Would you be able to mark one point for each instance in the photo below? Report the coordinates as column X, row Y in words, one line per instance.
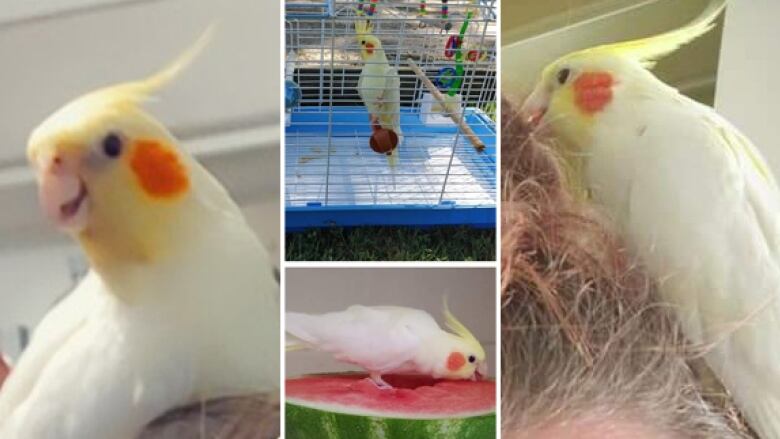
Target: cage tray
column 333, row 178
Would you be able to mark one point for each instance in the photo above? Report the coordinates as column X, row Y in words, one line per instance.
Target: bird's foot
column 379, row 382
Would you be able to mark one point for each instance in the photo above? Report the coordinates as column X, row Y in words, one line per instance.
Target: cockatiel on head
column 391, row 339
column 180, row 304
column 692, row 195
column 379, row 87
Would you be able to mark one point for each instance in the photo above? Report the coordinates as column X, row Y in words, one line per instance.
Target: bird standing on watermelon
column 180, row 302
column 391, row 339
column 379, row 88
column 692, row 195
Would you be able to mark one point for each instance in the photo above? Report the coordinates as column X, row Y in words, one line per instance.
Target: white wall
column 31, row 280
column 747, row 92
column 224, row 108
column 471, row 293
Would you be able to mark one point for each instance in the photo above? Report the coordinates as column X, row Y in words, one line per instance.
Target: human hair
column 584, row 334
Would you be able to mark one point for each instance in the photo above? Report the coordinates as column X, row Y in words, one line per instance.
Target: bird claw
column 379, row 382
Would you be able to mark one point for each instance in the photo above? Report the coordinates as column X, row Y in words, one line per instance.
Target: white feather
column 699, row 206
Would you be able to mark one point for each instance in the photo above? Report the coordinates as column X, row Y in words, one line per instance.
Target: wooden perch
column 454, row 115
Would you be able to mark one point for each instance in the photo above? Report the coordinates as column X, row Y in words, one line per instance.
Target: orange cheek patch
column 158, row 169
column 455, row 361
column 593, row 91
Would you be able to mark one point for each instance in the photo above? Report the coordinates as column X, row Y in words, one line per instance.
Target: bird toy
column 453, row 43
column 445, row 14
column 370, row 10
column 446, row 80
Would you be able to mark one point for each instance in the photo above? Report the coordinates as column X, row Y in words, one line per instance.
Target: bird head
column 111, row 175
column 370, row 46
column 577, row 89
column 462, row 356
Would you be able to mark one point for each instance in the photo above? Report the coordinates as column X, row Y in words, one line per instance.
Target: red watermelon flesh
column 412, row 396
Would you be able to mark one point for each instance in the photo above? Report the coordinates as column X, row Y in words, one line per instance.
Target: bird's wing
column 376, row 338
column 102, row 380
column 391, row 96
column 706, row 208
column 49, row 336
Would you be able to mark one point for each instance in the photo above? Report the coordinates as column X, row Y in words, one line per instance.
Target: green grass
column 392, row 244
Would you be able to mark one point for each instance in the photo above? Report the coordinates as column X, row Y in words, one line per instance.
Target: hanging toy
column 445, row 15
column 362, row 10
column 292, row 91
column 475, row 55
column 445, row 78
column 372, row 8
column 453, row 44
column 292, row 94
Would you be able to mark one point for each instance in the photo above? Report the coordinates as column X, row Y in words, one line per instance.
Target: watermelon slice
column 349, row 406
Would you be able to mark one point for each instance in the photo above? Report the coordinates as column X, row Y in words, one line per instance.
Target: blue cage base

————————

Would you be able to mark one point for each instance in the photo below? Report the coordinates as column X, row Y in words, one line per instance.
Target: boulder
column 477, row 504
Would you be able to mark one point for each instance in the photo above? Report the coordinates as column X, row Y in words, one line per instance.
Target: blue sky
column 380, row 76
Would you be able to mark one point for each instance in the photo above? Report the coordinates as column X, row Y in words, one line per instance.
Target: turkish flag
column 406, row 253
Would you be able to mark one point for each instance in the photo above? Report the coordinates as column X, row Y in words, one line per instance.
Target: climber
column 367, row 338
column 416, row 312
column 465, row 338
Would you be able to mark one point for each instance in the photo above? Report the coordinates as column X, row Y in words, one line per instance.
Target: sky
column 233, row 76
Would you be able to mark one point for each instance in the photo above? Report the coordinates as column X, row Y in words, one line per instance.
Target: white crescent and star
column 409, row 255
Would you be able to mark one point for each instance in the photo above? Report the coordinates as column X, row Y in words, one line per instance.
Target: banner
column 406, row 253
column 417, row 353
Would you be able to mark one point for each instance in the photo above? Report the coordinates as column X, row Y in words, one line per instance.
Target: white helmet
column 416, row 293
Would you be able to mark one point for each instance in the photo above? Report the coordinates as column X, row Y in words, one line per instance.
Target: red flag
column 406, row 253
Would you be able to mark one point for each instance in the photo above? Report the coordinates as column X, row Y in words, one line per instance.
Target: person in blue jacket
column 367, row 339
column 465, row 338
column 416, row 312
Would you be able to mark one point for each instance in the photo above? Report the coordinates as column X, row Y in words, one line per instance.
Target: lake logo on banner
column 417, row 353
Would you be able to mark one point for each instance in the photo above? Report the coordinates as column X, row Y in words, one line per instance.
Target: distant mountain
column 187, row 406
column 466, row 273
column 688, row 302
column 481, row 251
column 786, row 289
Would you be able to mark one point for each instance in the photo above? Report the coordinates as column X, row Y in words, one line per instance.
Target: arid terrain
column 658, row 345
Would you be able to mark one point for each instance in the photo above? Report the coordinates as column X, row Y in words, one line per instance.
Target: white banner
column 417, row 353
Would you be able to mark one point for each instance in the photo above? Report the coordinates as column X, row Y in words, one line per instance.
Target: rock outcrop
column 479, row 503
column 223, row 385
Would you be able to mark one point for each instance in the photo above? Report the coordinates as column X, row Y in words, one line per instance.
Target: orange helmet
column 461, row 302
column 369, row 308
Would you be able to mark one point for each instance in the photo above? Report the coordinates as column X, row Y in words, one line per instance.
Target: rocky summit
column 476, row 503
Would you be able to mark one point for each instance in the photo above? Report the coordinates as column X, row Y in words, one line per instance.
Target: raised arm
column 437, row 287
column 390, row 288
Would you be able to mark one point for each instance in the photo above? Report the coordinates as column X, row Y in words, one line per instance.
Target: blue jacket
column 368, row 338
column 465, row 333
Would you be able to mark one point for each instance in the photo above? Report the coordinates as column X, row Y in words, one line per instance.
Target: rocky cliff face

————————

Requirements:
Pull out every line of the records that contains the word "blue".

Exercise solution:
Target: blue cage base
Target: blue sky
Target: person in blue jacket
Target: blue jacket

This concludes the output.